How many lines in the rows below contain the word "outline" with matching case? Reply with the number only.

╭─ SUPPLIED RECORDS

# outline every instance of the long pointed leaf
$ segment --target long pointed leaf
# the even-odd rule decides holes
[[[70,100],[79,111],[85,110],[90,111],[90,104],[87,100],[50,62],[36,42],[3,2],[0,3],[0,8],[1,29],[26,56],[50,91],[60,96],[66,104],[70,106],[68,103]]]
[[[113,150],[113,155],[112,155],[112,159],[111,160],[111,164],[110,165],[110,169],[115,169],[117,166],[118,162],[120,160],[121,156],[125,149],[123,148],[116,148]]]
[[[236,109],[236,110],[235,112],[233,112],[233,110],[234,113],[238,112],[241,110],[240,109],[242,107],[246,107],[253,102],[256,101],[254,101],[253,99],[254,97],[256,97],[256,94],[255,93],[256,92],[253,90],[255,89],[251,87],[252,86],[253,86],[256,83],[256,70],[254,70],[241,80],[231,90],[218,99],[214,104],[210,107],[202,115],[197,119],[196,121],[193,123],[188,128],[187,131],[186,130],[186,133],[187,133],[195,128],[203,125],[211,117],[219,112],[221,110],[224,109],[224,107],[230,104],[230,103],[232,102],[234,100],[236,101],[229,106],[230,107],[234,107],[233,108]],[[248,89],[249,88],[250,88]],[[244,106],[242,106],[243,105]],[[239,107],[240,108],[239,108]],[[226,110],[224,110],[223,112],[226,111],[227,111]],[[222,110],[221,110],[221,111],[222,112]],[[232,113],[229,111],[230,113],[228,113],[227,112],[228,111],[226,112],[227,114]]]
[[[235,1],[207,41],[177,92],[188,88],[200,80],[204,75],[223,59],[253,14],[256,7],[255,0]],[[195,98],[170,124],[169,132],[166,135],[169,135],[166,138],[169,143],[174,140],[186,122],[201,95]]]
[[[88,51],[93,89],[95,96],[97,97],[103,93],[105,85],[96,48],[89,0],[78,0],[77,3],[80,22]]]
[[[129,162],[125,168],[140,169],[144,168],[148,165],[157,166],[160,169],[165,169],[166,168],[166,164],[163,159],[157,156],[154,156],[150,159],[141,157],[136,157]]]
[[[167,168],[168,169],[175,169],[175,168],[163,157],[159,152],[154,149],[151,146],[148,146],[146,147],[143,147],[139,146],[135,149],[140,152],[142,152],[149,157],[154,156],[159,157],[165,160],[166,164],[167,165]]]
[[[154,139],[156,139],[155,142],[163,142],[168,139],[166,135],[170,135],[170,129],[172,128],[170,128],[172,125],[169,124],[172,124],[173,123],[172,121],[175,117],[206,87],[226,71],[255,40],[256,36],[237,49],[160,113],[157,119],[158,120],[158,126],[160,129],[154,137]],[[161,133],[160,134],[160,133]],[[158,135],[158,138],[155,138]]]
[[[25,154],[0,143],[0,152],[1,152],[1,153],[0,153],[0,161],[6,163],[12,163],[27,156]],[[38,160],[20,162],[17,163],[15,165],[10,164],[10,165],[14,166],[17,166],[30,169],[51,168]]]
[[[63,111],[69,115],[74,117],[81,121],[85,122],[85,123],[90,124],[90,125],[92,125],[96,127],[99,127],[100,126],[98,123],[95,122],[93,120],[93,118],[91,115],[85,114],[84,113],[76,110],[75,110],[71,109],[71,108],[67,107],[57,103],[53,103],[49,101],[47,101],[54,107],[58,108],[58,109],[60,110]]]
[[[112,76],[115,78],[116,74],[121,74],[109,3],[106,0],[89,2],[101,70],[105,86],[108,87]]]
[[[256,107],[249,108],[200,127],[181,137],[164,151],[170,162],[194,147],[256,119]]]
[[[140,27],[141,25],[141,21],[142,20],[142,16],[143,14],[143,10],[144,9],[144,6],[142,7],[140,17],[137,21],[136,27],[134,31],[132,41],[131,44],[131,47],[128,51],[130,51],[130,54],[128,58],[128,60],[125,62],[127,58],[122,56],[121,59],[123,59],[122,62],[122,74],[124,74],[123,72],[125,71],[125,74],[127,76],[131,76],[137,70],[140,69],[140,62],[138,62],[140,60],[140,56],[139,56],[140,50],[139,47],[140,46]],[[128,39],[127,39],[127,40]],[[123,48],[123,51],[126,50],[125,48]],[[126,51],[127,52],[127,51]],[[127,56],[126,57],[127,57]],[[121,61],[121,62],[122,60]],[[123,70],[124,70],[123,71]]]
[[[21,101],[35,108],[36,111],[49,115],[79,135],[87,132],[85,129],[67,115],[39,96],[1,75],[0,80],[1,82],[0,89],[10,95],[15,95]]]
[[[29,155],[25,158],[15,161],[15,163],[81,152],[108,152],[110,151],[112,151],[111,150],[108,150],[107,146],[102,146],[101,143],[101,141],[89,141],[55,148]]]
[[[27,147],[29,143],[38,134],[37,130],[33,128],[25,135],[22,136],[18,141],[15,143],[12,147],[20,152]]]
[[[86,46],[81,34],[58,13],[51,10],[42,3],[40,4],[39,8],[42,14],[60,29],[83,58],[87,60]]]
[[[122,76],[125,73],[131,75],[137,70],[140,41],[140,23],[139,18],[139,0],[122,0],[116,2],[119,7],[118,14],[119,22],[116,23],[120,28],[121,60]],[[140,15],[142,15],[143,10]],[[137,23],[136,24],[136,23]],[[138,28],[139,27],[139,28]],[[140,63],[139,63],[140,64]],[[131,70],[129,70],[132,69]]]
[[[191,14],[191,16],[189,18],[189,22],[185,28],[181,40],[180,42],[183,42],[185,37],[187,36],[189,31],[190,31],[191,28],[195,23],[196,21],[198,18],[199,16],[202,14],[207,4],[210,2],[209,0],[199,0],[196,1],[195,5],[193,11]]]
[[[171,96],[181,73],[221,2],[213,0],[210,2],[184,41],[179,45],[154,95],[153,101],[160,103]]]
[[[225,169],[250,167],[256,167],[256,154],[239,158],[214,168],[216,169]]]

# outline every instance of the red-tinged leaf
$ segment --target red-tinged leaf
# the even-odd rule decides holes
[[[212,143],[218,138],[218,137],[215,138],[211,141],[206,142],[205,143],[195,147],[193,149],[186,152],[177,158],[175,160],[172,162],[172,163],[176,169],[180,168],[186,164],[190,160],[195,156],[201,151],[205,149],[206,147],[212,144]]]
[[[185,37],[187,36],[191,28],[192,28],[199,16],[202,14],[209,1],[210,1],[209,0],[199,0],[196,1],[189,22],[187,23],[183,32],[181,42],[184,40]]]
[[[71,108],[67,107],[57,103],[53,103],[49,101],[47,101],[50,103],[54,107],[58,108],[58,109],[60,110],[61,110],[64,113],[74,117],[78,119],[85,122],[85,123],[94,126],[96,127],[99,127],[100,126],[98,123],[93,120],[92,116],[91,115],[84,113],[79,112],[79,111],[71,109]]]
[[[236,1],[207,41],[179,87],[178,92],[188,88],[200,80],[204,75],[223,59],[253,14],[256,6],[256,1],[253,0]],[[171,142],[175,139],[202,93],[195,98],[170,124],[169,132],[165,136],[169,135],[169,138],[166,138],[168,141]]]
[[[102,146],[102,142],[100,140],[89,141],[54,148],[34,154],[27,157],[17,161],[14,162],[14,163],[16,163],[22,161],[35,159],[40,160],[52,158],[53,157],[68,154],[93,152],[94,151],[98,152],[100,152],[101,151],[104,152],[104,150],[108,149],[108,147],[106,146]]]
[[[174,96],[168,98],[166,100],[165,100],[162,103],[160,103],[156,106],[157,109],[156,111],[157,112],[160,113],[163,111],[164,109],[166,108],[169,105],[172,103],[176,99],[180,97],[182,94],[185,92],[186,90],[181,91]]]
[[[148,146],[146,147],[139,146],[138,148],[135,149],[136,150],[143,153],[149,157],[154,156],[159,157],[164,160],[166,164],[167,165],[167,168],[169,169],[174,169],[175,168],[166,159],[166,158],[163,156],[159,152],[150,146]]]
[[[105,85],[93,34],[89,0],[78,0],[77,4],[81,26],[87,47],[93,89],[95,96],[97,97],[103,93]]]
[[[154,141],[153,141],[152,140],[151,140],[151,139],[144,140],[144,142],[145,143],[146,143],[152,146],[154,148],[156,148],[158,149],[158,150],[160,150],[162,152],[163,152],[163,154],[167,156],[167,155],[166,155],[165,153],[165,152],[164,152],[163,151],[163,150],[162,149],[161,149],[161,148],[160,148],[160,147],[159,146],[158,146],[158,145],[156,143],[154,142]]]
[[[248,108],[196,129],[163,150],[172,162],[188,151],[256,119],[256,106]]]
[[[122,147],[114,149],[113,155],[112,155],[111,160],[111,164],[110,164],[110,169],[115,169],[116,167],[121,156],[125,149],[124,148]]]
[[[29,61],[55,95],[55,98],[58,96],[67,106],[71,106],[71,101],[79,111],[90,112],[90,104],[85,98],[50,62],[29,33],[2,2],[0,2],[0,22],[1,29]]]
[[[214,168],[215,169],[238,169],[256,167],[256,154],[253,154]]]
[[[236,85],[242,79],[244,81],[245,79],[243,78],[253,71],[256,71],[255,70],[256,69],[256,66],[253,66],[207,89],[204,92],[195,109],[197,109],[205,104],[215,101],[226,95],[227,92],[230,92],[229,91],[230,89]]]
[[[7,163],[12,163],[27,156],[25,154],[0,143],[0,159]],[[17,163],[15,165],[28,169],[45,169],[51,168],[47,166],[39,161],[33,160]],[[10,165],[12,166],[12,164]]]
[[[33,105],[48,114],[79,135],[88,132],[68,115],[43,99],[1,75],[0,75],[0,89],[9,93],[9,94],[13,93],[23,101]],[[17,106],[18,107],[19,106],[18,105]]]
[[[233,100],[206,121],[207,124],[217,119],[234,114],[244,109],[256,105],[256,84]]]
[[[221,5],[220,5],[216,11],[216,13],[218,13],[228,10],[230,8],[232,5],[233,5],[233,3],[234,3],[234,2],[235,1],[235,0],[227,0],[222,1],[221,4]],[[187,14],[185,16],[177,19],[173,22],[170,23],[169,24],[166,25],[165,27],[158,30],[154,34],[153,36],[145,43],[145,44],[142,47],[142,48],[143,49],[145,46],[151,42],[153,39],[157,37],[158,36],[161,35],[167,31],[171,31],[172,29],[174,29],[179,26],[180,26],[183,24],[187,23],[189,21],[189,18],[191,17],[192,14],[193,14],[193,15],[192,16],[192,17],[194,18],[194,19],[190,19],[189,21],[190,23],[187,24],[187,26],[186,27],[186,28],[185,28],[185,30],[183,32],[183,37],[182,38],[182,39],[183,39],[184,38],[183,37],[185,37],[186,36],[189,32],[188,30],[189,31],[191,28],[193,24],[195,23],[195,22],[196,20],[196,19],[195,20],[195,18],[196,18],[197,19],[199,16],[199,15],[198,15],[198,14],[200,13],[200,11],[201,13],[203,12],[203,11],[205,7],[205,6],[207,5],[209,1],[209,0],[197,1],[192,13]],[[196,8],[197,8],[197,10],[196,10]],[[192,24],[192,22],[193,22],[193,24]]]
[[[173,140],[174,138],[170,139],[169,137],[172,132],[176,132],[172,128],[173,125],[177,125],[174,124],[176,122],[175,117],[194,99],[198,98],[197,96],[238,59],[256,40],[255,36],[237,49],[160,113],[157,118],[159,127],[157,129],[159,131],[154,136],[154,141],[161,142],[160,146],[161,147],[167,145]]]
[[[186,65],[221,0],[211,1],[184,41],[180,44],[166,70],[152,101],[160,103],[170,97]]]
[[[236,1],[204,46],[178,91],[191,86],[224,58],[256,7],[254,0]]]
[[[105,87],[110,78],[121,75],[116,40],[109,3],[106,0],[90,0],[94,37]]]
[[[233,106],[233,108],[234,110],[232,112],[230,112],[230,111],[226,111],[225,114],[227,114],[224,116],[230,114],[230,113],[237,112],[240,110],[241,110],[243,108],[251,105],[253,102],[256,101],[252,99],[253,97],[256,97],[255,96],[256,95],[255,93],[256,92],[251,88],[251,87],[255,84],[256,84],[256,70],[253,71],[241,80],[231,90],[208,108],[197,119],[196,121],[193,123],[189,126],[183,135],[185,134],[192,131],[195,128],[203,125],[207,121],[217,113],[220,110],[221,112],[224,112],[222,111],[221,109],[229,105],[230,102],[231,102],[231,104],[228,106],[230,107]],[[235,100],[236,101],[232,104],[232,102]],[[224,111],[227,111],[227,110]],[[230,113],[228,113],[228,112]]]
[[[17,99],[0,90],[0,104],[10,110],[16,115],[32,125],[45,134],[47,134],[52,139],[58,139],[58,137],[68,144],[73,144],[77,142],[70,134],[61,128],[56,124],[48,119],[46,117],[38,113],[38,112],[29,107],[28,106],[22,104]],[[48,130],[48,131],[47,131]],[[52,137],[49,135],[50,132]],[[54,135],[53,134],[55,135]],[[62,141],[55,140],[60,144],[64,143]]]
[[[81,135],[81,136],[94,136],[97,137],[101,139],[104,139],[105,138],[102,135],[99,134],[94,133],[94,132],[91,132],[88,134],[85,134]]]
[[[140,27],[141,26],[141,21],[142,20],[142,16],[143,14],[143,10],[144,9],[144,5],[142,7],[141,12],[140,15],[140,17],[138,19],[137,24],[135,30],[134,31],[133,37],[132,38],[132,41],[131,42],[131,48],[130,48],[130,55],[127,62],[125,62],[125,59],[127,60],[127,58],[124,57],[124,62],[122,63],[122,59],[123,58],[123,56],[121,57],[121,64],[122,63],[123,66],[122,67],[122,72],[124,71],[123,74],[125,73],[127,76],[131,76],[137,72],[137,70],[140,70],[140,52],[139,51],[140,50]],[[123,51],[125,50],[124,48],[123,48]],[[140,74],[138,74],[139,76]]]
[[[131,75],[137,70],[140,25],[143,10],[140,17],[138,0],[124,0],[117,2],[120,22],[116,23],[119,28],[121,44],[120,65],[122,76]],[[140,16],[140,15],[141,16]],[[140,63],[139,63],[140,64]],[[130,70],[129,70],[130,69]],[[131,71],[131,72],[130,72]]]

╰─

THE OUTPUT -
2